* Task directions *
Whatever appears in the records, write it out again exactly.

* Entries shown *
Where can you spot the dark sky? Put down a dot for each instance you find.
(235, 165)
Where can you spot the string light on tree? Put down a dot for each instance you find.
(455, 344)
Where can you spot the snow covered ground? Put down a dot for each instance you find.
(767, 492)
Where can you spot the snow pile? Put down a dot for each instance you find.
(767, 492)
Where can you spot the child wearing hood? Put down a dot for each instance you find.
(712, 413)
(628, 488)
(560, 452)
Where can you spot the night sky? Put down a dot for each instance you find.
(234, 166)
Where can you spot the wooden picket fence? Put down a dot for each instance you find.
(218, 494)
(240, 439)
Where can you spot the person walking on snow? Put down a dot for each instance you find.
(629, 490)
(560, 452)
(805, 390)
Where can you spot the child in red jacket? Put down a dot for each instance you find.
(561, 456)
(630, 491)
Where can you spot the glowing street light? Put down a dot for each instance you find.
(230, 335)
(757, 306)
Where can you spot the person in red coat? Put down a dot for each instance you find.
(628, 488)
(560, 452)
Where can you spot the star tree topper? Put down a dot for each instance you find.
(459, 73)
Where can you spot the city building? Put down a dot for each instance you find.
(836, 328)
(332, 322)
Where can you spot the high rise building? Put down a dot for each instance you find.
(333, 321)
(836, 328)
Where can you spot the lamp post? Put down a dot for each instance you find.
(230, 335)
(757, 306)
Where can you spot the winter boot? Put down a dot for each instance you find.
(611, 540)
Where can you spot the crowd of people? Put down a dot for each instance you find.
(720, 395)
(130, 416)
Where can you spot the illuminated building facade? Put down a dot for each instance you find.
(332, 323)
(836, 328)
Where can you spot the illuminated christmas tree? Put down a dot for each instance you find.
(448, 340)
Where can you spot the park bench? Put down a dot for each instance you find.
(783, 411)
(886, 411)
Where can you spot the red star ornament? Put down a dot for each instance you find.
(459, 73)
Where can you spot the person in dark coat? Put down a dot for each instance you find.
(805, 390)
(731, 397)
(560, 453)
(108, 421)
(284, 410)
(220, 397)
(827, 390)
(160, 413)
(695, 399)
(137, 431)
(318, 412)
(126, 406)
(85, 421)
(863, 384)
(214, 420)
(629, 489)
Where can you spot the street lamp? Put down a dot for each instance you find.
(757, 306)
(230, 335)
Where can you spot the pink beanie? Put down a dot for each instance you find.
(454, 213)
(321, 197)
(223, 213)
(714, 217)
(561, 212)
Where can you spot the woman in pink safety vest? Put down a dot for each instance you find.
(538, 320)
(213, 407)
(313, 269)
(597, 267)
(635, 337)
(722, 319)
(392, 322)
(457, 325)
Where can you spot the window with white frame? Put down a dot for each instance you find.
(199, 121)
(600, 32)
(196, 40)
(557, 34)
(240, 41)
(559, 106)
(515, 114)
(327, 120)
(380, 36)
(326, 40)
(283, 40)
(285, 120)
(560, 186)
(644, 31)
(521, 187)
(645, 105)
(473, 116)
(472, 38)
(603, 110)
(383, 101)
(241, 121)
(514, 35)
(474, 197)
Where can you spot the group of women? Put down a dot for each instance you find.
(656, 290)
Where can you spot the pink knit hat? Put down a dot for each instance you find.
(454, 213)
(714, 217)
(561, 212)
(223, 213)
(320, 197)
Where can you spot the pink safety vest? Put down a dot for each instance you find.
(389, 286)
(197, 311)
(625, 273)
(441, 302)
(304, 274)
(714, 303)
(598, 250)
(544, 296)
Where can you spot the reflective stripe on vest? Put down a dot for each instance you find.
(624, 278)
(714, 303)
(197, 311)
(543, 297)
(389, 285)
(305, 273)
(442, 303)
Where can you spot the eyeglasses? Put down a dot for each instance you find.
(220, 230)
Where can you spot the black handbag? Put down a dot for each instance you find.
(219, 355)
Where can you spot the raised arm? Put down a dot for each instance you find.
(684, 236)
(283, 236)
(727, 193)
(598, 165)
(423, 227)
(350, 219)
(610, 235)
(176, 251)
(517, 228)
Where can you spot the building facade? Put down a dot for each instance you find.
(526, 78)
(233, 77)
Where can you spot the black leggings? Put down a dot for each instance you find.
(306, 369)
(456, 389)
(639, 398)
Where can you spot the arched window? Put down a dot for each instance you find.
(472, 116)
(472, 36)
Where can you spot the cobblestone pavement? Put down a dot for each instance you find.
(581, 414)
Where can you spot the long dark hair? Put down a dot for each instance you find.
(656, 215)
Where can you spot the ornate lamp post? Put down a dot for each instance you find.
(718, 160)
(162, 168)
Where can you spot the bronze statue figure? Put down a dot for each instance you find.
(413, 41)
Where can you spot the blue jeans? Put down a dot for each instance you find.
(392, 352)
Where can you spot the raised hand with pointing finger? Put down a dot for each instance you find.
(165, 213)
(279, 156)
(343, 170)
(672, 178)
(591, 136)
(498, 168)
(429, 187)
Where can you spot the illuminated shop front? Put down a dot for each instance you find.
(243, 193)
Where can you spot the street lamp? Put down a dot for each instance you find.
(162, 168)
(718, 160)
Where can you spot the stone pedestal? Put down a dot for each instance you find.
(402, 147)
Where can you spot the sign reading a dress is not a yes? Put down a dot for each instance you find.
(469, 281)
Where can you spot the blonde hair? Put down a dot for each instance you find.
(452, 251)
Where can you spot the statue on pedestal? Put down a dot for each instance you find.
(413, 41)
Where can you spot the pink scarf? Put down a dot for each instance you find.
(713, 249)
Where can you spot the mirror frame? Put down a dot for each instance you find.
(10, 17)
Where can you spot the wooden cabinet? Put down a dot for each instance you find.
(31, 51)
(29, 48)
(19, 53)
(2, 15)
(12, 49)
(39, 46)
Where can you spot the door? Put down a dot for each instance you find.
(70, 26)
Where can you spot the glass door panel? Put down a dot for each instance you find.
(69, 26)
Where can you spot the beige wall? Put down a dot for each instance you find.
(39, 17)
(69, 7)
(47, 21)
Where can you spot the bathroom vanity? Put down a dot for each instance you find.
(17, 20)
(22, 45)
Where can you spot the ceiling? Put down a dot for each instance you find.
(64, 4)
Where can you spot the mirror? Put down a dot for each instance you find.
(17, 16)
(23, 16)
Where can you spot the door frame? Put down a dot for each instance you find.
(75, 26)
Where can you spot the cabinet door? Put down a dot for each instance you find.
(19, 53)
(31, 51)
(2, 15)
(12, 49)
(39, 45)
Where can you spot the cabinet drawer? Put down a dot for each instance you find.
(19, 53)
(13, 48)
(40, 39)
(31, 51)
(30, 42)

* Solution for this exercise *
Where can you spot the dark sky? Put down a dot for each instance you find.
(235, 165)
Where can you spot the string light on tree? Put down a dot for each instance you find.
(455, 344)
Where can you spot the snow covered ground? Put down a dot for each instance you find.
(767, 492)
Where can you spot the snow pile? Put down a dot for each instance you find.
(767, 492)
Where can you spot the child wearing hood? Put down a dot for each instance you find.
(712, 413)
(628, 488)
(560, 452)
Where can you spot the night sky? Put down a dot for each instance you find.
(234, 166)
Where can you spot the wooden picket fence? Put down a dot for each instance you find.
(218, 494)
(240, 439)
Where can you spot the person walking on snow? Put down a dot for each instance you find.
(629, 490)
(560, 452)
(805, 390)
Where can you spot the child in red jacket? Put down a dot for each instance you find.
(561, 456)
(630, 491)
Where can you spot the glowing street light? Put down a dot for each instance you find.
(230, 335)
(757, 306)
Where can you spot the person in red coat? Put down a dot for each instance you find.
(628, 488)
(560, 452)
Where can you spot the star tree topper? Put down a dot for each instance you find.
(459, 73)
Where can you spot the city building? Put down a dot for each instance you find.
(836, 328)
(332, 322)
Where can you spot the high rise building? Put down a dot for each instance you find.
(333, 321)
(836, 328)
Where can you spot the lamp post? Put down a dot for each instance you find.
(230, 335)
(757, 306)
Where can you spot the winter boot? Put down a dot for each instance you find.
(611, 540)
Where can you spot the crowd of people? Put down a dot for each instance you find.
(720, 395)
(130, 416)
Where can you spot the illuminated building facade? Put down a dot for each instance you find.
(332, 323)
(836, 328)
Where can you spot the illuminated christmas tree? Put down a dot for each instance you find.
(448, 340)
Where can you spot the park bench? Put down a dot for each instance you find.
(783, 411)
(886, 411)
Where can you spot the red star ornament? Put down a dot for each instance you find.
(459, 73)
Where can you spot the person in dark coat? Put down a dot for each instance you find.
(805, 390)
(731, 397)
(560, 453)
(108, 421)
(284, 410)
(220, 397)
(827, 390)
(160, 413)
(695, 399)
(137, 431)
(318, 412)
(126, 406)
(85, 421)
(863, 384)
(214, 420)
(629, 489)
Where can you spot the street lamp? Put down a dot for each instance you find.
(757, 306)
(230, 335)
Where can you spot the pink beanie? Put down a dot for each instance you find.
(454, 213)
(321, 197)
(223, 213)
(714, 217)
(561, 212)
Where can you spot the woman in pink safety vest? Put down a dot for each instance you find.
(538, 320)
(213, 407)
(313, 269)
(597, 267)
(635, 337)
(722, 319)
(392, 322)
(457, 325)
Where can you spot the window with white frame? Put down a dot for each instance you find.
(199, 121)
(600, 32)
(196, 40)
(557, 34)
(240, 41)
(559, 106)
(515, 114)
(327, 120)
(380, 36)
(326, 40)
(283, 40)
(285, 120)
(560, 186)
(644, 31)
(521, 187)
(645, 105)
(473, 116)
(472, 38)
(603, 110)
(383, 101)
(241, 121)
(514, 35)
(474, 197)
Where can you spot the group of women? Put down a dot for each instance you find.
(656, 290)
Where can you spot the pink knit hat? Put down a dot for each instance you find.
(454, 213)
(714, 217)
(561, 212)
(223, 213)
(320, 197)
Where can you spot the pink safety vest? Put down a dot for each instance you find.
(389, 286)
(197, 311)
(625, 273)
(441, 302)
(304, 274)
(714, 303)
(598, 250)
(544, 296)
Where can you spot the reflective stripe on vest? Put down a dot for each instance you find.
(624, 278)
(714, 303)
(197, 311)
(543, 297)
(389, 285)
(305, 273)
(442, 303)
Where can you spot the eyeglasses? Put down a dot for each instance you find.
(220, 230)
Where can you spot the black handbag? Put down a dot for each instance you find.
(219, 355)
Where can you spot the raised arm? Put down a dot for each instance you find.
(684, 236)
(283, 236)
(727, 193)
(598, 165)
(423, 227)
(350, 219)
(610, 235)
(176, 251)
(517, 228)
Where can you spot the building facade? Put down a dot for each instance you find.
(526, 78)
(233, 77)
Where can you spot the black leggings? Put down a dot for each instance you find.
(306, 369)
(456, 389)
(639, 398)
Where can you spot the arched window? Put down a dot for each instance you find.
(472, 116)
(472, 36)
Where can you spot the cobblestone pavement? Put down a dot for each instance you find.
(581, 414)
Where can you spot the long dark hair? Put down a dot for each instance you find.
(656, 215)
Where can you spot the ornate lamp post? Put down a dot for each instance you find.
(718, 160)
(162, 168)
Where can you spot the bronze statue figure? Put down a dot for each instance you find.
(413, 41)
Where can you spot the blue jeans? Put down a dot for each instance you find.
(392, 352)
Where can you spot the raised hand with pointing finger? Put down a dot for each instance you find.
(165, 213)
(279, 156)
(343, 170)
(672, 178)
(591, 136)
(498, 168)
(429, 187)
Where can you spot the illuminated shop front? Put down a dot for each instance you find.
(243, 193)
Where can you spot the street lamp? Put down a dot for each instance you find.
(162, 168)
(718, 160)
Where can you spot the stone pedestal? Put down a dot for each instance you find.
(402, 147)
Where can you spot the sign reading a dress is not a yes? Put down a dot for each instance you find.
(469, 281)
Where can you spot the blonde hair? Put down a dot for each instance you find.
(452, 251)
Where can you spot the statue on pedestal? Put down a dot for each instance you find.
(413, 41)
Where can you spot the pink scarf? Put down a dot for each instance you find.
(713, 249)
Where can you spot the mirror frame? Put down a dot for each instance you find.
(10, 17)
Where can you spot the wooden cabinet? Put down a dot for each instance you find.
(31, 51)
(29, 48)
(19, 53)
(2, 15)
(12, 49)
(39, 46)
Where can you spot the door? Put down a dot for each instance you find.
(70, 26)
Where can you spot the glass door panel? Put down a dot for each instance you find.
(69, 26)
Where can you spot the beige wall? Put down a dot for each instance you find.
(39, 17)
(69, 7)
(47, 21)
Where can you spot the bathroom vanity? Put down a dot for each instance you find.
(17, 20)
(22, 45)
Where can you spot the ceiling? Put down a dot for each instance you find.
(64, 4)
Where can you spot the mirror? Put down a dot for each instance you find.
(17, 16)
(23, 16)
Where can you spot the door frame? Put down a dot for each instance you find.
(75, 26)
Where can you spot the cabinet door? Put down a dot for each instance you find.
(19, 53)
(31, 51)
(2, 15)
(12, 49)
(39, 45)
Where can you spot the cabinet drawer? Put down a dot for each instance you find.
(19, 53)
(13, 48)
(40, 39)
(31, 51)
(30, 42)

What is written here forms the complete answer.